### SUPPLIED RECORDS

::::::

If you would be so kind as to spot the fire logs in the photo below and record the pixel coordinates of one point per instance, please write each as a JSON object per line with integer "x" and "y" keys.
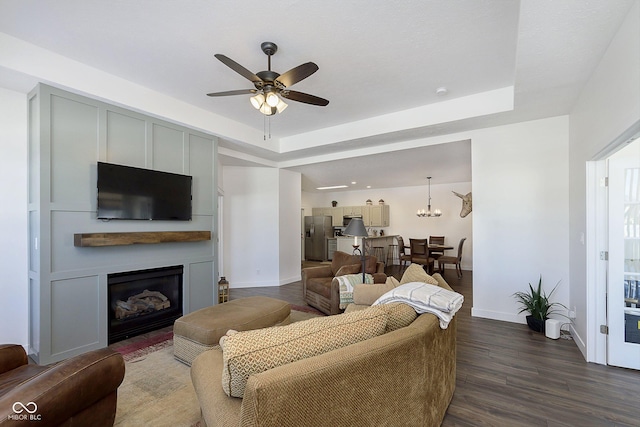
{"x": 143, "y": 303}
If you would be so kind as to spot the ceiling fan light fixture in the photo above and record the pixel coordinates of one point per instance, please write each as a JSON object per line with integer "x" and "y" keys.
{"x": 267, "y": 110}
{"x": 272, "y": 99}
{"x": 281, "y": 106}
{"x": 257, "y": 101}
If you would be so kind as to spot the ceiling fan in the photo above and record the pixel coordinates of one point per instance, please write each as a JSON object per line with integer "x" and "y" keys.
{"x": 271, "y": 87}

::::::

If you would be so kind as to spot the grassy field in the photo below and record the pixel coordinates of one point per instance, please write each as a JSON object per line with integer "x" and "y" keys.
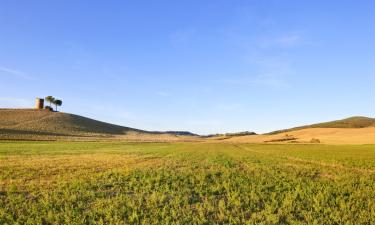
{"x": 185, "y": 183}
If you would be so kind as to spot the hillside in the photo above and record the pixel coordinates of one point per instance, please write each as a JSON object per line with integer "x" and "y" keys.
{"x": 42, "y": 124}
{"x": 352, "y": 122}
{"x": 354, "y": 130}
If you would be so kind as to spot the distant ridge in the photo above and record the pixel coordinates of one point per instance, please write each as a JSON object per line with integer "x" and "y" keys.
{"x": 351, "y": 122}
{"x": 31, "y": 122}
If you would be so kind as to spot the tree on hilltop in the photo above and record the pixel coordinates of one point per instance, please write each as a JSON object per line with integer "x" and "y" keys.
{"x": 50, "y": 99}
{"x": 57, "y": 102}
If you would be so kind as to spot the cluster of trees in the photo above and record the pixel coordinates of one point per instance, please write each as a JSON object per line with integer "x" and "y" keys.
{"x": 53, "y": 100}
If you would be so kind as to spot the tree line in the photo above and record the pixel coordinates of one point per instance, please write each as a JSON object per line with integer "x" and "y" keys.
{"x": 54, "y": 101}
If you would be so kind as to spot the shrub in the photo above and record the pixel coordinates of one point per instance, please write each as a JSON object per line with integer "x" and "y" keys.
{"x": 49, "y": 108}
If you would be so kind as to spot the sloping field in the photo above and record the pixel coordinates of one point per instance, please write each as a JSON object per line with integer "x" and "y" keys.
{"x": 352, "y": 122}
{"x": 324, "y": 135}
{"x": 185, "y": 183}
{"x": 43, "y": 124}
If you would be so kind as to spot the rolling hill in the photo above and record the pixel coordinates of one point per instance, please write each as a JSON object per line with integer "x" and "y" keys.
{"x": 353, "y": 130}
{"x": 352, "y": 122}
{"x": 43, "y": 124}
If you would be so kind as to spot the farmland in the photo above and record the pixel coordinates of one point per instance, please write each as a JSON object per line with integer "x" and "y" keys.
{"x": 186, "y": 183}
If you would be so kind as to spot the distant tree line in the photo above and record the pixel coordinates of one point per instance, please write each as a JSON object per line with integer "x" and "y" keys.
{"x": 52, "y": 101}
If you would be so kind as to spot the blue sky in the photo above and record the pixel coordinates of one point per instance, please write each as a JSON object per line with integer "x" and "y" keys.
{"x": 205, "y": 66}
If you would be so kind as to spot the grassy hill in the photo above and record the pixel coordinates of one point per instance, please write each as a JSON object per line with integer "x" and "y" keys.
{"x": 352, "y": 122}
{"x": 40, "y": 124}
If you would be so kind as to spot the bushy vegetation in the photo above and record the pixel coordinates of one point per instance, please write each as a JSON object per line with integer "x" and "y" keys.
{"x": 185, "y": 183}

::::::

### GOAL
Quote in full every line of the entries above that contains the string "field". The match is case-sensitive.

### CORRECT RESULT
If you would be so kind as to spot the grassy field in the photo below and record the pixel coordinates of one point per instance, please write each as a JSON object per line with integer "x" and "y" keys.
If you would be so kind as to spot the sloping field in the photo above and record the pixel coordinates of one point per instance, please write each as a JSON object per line with integer "x" and "y" keys.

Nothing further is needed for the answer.